WORK TO COMPLETE =>
(1) Do these statements agree with the passage about Sony's Music app? Answer yes or no for each, quoting the words of the passage that decide it. (a) The app was first released under the name Walkman in 2012. (b) It replaced an earlier Music Player app on Samsung devices. (c) Its interface resembled the iPod's "Cover Flow."
(2) According to the passage about Sony's Music app, on which smartphones did the app first appear?
(3) Carry on the passage about Sony's Music app, starting after its last sentence.

PASSAGE SHOWN =>
______
Audio player software by Sony

Music, formerly known as Walkman, is an audio player software for Android. Developed by Sony Corporation (and previously by Sony Mobile), it is the default music player on Xperia devices and comes preloaded on them.

A similar Walkman app continues to exist on Walkman digital audio players, including those that run on Android.

==History==
Music was launched as Walkman in 2012, debuting on Sony's first in-house smartphones the Xperia S, Xperia P and Xperia U. It replaced the previous Music Player app on Sony Ericsson devices. Before this, the music player on the Sony Ericsson Zylo and Live with Walkman were also called Walkman.

The Walkman app included all the features that were found on the digital Walkman portable music players of the time. It featured an interface similar to the 'Cover Flow' of the iPod. Features included SensMe channels and Music Unlimited integration.
______
Dataset records
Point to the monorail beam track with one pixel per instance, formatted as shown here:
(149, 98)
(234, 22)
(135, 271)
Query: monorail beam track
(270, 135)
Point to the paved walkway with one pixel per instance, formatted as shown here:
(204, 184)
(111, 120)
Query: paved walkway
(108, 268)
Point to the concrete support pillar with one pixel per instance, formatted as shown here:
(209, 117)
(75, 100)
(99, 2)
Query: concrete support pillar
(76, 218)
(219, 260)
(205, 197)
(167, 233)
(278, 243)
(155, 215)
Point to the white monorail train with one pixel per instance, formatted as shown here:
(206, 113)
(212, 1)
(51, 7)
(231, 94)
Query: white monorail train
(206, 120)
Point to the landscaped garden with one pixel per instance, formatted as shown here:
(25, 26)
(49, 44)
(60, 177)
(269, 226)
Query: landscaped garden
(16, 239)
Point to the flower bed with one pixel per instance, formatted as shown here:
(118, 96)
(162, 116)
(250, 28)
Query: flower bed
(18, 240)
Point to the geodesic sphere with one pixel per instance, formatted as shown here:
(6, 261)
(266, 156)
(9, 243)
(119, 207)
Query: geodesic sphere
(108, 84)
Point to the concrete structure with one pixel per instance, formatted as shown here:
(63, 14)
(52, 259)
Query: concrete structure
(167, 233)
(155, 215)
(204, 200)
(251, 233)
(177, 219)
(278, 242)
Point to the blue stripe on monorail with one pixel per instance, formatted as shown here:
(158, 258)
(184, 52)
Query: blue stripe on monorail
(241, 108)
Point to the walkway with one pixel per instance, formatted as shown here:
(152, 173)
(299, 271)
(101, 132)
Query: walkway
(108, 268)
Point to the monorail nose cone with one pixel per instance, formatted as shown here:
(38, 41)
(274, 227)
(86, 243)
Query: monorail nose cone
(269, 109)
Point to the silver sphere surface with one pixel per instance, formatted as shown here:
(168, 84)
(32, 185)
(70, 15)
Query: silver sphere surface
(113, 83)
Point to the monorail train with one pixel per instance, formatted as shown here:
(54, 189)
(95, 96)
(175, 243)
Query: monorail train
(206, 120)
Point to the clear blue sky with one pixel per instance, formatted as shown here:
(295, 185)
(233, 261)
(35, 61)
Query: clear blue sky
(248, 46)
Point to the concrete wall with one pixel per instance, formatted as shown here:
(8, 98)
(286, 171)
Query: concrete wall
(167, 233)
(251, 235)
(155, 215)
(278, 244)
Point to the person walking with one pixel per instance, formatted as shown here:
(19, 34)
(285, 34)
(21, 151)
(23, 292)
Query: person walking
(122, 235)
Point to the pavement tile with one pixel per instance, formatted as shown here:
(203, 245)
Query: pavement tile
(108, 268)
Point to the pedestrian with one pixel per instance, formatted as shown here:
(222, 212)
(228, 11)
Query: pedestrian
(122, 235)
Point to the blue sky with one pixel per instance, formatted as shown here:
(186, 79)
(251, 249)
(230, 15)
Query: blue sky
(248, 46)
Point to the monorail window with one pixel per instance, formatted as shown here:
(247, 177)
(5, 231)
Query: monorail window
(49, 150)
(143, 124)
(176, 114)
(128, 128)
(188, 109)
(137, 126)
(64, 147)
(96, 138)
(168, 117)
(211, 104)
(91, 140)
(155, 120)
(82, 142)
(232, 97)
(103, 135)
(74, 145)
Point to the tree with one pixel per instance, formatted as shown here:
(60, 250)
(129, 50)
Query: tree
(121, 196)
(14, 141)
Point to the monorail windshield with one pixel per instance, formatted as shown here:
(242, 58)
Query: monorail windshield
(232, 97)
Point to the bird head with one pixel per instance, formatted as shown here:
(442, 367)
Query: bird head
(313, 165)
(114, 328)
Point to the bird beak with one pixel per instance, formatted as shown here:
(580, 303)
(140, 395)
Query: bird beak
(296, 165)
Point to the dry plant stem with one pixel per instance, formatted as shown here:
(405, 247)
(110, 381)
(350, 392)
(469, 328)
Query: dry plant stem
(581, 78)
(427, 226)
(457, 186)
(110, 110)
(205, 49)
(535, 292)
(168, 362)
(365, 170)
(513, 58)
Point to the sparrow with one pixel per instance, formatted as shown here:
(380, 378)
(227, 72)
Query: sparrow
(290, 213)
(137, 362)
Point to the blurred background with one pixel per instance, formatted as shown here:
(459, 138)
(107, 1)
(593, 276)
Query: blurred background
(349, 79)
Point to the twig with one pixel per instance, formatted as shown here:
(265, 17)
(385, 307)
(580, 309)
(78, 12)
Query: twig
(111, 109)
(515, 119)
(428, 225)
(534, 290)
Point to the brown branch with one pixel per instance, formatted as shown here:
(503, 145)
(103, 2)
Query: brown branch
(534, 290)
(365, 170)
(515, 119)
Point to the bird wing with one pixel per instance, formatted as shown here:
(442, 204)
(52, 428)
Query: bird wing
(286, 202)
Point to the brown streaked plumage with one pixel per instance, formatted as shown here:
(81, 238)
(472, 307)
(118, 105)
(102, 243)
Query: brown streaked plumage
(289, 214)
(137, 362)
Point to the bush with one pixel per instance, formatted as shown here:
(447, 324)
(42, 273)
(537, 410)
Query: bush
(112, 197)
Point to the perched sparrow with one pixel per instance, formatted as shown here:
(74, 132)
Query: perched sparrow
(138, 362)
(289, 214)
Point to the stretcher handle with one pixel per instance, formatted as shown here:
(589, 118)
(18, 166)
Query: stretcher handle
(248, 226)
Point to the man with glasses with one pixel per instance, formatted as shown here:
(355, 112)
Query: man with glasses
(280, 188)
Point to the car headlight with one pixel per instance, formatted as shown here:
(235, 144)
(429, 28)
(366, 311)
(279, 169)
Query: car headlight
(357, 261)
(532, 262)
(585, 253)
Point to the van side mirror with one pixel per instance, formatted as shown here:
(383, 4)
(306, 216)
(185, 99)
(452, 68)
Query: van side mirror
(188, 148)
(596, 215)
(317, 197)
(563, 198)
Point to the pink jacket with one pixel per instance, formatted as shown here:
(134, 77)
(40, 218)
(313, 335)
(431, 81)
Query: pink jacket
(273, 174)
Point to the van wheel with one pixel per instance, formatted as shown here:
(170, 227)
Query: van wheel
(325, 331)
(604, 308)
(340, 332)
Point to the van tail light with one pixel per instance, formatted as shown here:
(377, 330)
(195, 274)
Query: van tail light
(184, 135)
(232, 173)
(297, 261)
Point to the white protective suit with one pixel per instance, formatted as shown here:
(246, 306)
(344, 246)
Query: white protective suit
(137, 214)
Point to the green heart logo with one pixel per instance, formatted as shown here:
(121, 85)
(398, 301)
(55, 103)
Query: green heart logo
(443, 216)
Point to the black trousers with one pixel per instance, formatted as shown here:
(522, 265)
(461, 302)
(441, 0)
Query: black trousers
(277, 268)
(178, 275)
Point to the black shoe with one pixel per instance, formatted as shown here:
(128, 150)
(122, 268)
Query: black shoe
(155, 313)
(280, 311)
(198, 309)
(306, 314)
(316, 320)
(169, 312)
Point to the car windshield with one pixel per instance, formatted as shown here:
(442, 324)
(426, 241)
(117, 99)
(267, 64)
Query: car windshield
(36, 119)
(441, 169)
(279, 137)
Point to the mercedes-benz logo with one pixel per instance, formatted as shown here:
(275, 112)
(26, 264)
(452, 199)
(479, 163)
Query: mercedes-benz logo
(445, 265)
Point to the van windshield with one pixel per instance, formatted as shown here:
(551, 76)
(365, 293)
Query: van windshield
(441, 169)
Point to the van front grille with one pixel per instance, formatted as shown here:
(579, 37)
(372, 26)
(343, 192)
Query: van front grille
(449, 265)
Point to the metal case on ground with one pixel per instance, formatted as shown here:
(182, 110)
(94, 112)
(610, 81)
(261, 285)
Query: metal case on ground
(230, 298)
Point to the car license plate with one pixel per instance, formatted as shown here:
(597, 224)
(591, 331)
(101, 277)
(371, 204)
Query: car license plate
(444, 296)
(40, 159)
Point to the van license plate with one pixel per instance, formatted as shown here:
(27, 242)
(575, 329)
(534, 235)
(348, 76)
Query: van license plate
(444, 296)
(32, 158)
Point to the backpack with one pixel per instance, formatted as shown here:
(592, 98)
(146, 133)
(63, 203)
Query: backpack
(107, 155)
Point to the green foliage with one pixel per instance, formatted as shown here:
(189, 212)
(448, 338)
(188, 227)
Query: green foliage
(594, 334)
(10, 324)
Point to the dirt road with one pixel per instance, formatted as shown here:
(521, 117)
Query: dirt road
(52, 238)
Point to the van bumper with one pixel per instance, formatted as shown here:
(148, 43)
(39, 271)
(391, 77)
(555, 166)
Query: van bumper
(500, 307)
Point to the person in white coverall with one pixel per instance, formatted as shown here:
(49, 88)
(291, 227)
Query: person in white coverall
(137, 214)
______
TASK-BY-TASK OUTPUTS =>
(1)
(a) Yes: "Music was launched as Walkman in 2012"
(b) No: "It replaced the previous Music Player app on Sony Ericsson devices."
(c) Yes: "It featured an interface similar to the 'Cover Flow' of the iPod."

(2) The Xperia S, Xperia P and Xperia U.

(3)
"Smart Playlists" was introduced in a version 8.0 update along with further TrackID integration. There were some UI tweaks in version 8.4 in 2014. Android Wear support was also soon added.

In 2015 with Android 5.0 Lollipop, the Walkman app was renamed to Music. A 'Quick Play' feature was later added. SensMe was removed in 2016. Some later visual updates made the player styled like Material Design.

Music also featured (on some models) DSEE HX sound processing. DSEE Ultimate is featured starting with Xperia 1 II.

The app became stripped down eventually with the equalizer and headphone settings disappearing.

As of version 9.4.7 (May 2020), the Gracenote metadata feature in the Music app was removed.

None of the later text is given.